[Dataset excerpt]
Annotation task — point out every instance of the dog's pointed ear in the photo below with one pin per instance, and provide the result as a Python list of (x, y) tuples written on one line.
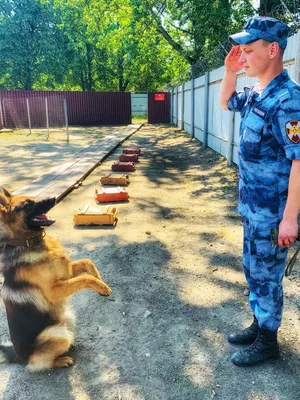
[(6, 192), (3, 201)]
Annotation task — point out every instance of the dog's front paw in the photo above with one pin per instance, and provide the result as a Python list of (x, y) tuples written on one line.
[(63, 362), (105, 290)]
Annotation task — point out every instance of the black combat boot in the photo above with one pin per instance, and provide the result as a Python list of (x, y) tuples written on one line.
[(264, 348), (246, 336)]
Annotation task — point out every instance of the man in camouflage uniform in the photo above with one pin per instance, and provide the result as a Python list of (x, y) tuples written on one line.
[(269, 165)]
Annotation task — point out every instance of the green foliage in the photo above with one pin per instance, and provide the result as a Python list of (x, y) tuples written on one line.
[(113, 45)]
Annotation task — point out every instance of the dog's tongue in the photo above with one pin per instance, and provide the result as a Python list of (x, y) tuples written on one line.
[(44, 220), (42, 216)]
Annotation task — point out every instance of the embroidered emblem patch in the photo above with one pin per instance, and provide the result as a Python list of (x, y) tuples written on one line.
[(293, 131)]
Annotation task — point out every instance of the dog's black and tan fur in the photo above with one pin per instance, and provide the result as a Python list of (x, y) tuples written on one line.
[(39, 278)]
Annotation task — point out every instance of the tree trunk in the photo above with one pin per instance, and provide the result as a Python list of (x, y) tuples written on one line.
[(90, 83), (28, 78)]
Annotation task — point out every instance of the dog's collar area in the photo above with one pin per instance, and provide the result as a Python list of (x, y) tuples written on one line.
[(31, 242)]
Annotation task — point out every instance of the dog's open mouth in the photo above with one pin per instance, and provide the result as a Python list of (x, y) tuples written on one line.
[(38, 217), (41, 220)]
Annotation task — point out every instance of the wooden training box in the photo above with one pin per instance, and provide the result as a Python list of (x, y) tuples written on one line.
[(131, 150), (129, 157), (123, 166), (105, 195), (105, 215), (120, 180)]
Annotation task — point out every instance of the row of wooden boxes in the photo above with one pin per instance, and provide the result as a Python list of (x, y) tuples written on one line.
[(106, 215)]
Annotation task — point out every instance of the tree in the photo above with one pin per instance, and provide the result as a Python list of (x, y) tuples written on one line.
[(193, 27), (30, 44)]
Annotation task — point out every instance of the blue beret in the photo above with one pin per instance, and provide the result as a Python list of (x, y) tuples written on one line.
[(266, 28)]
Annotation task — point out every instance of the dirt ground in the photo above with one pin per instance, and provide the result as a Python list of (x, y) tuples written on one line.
[(174, 264)]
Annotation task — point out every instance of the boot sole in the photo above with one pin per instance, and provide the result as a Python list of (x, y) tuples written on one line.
[(259, 362)]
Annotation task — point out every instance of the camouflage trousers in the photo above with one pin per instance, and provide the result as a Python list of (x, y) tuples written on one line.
[(264, 270)]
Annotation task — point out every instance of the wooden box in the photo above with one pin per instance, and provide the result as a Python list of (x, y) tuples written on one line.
[(129, 157), (132, 150), (123, 166), (120, 180), (105, 215), (105, 195)]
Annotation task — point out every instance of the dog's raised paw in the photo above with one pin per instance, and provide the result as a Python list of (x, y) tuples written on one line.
[(105, 291), (2, 357), (63, 362)]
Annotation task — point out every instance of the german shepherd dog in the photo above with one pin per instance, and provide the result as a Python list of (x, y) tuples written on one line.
[(39, 279)]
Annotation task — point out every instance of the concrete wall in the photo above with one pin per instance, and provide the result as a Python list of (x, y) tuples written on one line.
[(196, 109)]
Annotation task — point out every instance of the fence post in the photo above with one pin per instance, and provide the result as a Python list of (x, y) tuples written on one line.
[(230, 140), (171, 106), (192, 107), (28, 114), (1, 114), (182, 106), (66, 118), (176, 105), (47, 116), (206, 94)]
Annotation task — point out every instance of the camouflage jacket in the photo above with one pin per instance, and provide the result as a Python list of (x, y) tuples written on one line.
[(269, 141)]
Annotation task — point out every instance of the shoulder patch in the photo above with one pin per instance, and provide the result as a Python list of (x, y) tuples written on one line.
[(292, 129)]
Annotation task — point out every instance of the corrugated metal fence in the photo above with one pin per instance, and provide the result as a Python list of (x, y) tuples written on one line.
[(196, 109), (18, 107)]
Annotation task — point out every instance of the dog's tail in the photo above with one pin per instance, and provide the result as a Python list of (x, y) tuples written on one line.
[(8, 355)]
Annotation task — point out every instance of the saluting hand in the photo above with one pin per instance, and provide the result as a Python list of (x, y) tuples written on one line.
[(232, 60)]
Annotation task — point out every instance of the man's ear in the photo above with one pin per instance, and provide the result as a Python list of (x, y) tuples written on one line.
[(273, 50), (6, 192)]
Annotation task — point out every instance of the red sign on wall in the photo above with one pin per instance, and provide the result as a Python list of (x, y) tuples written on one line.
[(159, 96)]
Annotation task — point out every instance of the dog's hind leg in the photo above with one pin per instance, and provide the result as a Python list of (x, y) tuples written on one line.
[(51, 344), (85, 265)]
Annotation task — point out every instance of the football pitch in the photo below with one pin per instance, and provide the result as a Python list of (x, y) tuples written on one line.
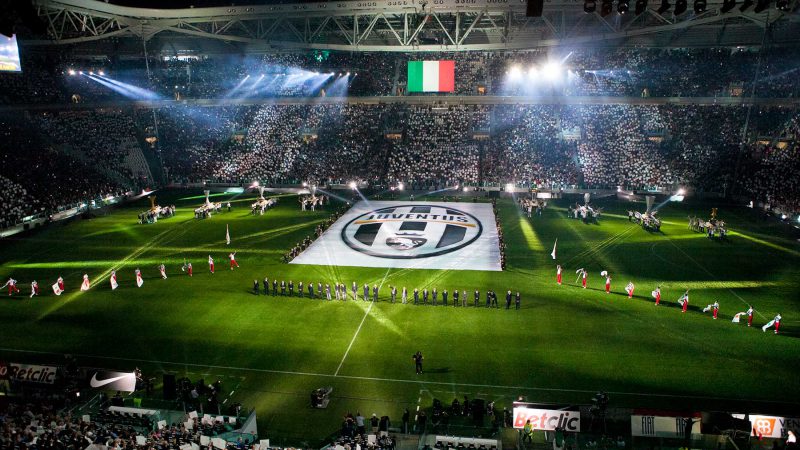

**INSTRUCTIONS FOR THE TASK:**
Turn every line of the records above into a Markdown table with the columns "No." and "Text," numbering the rows and skipping blank lines. Leave the pictures out of the answer.

**TASK RESULT:**
| No. | Text |
|---|---|
| 1 | Annotation task — point out every instance of the dog's pointed ear in the photo below with one pin per instance, and provide the result as a Python list of (x, y) tuples written on one line. |
| 2 | [(6, 192), (3, 201)] |
| 3 | Annotation task — point out every instance of the dog's front paw in the photo above with one pin per instance, and provide the result as a Python list of (x, y) tuples written on one line. |
| 4 | [(63, 362), (105, 290)] |
| 5 | Annotation task — point out every instance of the black combat boot in the photo above with one pin per instance, and provide the result as a Python list of (x, y) tuples written on one line. |
| 6 | [(264, 348), (246, 336)] |
| 7 | Annotation task — point out every instance of the man in camouflage uniform in the photo above with one pin per instance, and provide the result as a Python list of (x, y) tuples written on one line. |
| 8 | [(269, 165)] |
| 9 | Annotation task — point out every instance of the green foliage in the photo above with one pin per instance, and provide the result as a Python list of (x, y) tuples written on one line. |
| 10 | [(113, 45)] |
| 11 | Annotation task — point out every instance of the dog's tongue in the photo above with one pin per instance, and provide the result as a Python list of (x, y) tuples written on one line. |
| 12 | [(44, 220), (42, 216)] |
| 13 | Annotation task — point out every instance of the embroidered emblem patch in the photo above with one pin per instance, and provide the result as a Python list of (x, y) tuples written on one line. |
| 14 | [(293, 131)] |
| 15 | Annotation task — point out every instance of the dog's black and tan fur in the photo above with one pin per instance, and provide the result as a Python list of (x, y) tuples written on one line. |
| 16 | [(39, 278)] |
| 17 | Annotation task — point out every instance of the tree trunk in the photo above with one pin per instance, and provide the result as a Python list of (x, y) tuples written on one line. |
| 18 | [(90, 83), (28, 78)] |
| 19 | Annotation task — point out every instance of the dog's collar area in the photo above with one pin per instance, and provide the result as a Python list of (x, y) tuples written on one line. |
| 20 | [(31, 242)] |
| 21 | Annotation task — point out every instance of the dog's open mouth in the photo above with one pin per instance, and provide the result as a Python list of (x, y) tuples written on one line. |
| 22 | [(38, 217), (41, 220)] |
| 23 | Annotation task — point out every instance of the wooden training box in the photo above with one pin per instance, and provide the result as a Python list of (x, y) tuples written on one line. |
| 24 | [(131, 150), (129, 157), (123, 166), (105, 195), (105, 215), (120, 180)] |
| 25 | Annotation task — point out every instance of the row of wooden boxes in the photo above with one pin per instance, and provide the result as a Python list of (x, y) tuples written on one line. |
| 26 | [(106, 215)] |
| 27 | Annotation task — point out every instance of the tree in the photo above with one pin per instance, and provide the result as a Python list of (x, y) tuples written on one line. |
| 28 | [(193, 27), (30, 44)] |
| 29 | Annotation task — point out every instance of the blue beret in the photo above with one pin per instance, and provide the result as a Python list of (x, y) tuples written on one line. |
| 30 | [(266, 28)] |
| 31 | Annotation task — point out every instance of the dirt ground in the photo above with one pin per instance, and provide the result as a Python list of (x, y) tuples written on one line. |
| 32 | [(174, 264)] |
| 33 | Annotation task — point out every instance of the boot sole in the photo above with one pin per instance, and provide the result as a Python list of (x, y) tuples written on one line. |
| 34 | [(259, 362)] |
| 35 | Annotation task — point out every instance of the camouflage trousers in the photo above with one pin per instance, and provide the result as a Python list of (x, y) tuples written on one line. |
| 36 | [(264, 270)] |
| 37 | Annotation task — point out every instance of the wooden box in the photo above with one pin per instance, and provide the result as a Python list of (x, y) tuples written on one line. |
| 38 | [(129, 157), (132, 150), (123, 166), (120, 180), (105, 215), (105, 195)] |
| 39 | Annotation task — point out every instance of the dog's raised paw in the photo above with one pin per instance, and provide the result as a Python list of (x, y) tuples written on one line. |
| 40 | [(105, 291), (2, 357), (63, 362)] |
| 41 | Annotation task — point out every instance of the german shepherd dog in the photo above with one pin per instance, and provide the result as a Python list of (x, y) tuples written on one line. |
| 42 | [(39, 279)] |
| 43 | Annotation task — point out every instance of the concrete wall in the photo above with one pin per instance, and provide the result as a Python list of (x, y) tuples written on one line. |
| 44 | [(196, 109)] |
| 45 | Annotation task — point out every instance of the fence post in the photo above with one pin per instance, and provide the result as a Python list of (x, y) tuples written on one line. |
| 46 | [(230, 140), (171, 106), (192, 107), (28, 114), (1, 114), (182, 106), (66, 118), (176, 105), (47, 116), (206, 94)] |
| 47 | Annotation task — point out every instance of the camouflage jacket in the photo above with one pin per instance, and provide the result as a Python list of (x, y) tuples written on one line. |
| 48 | [(269, 141)] |
| 49 | Annotation task — point out every instance of the shoulder patch in the photo above with one pin per instance, and provide the result as a Python list of (x, y) tuples written on one line. |
| 50 | [(292, 129)] |
| 51 | Annotation task — point out every instance of the corrugated metal fence in the photo above with one pin per instance, and provide the result as a Python list of (x, y) tuples written on one line. |
| 52 | [(196, 109), (18, 107)] |
| 53 | Annotation task — point out every instance of the dog's tail in the photo above with one pin per instance, and provide the result as a Python list of (x, y) tuples written on one line. |
| 54 | [(8, 355)] |
| 55 | Annotation task — point out every instance of the saluting hand in the photo above with one pin per instance, and provide the result as a Python list of (x, y) tuples written on one line. |
| 56 | [(232, 60)] |
| 57 | Annotation task — point out every instance of the man's ear in the photo above with one pin per instance, and provide the result as a Python list of (x, y) tuples written on one line. |
| 58 | [(273, 50), (6, 192)] |
| 59 | Annotation task — point out every instance of the red sign on wall in the photo above with one pin per instance, and provide the result as a Python list of (x, y) tuples written on one line. |
| 60 | [(159, 96)] |
| 61 | Annotation task — point out every instance of the dog's hind leg in the photo above with one pin per instance, and provide the result as a Python list of (x, y) tuples written on one line. |
| 62 | [(51, 344), (85, 265)] |
| 63 | Annotation task — point out every instance of the football pitch in the photo below with one pin per instance, and provide the result as a Python list of (x, y) tuples written on one line. |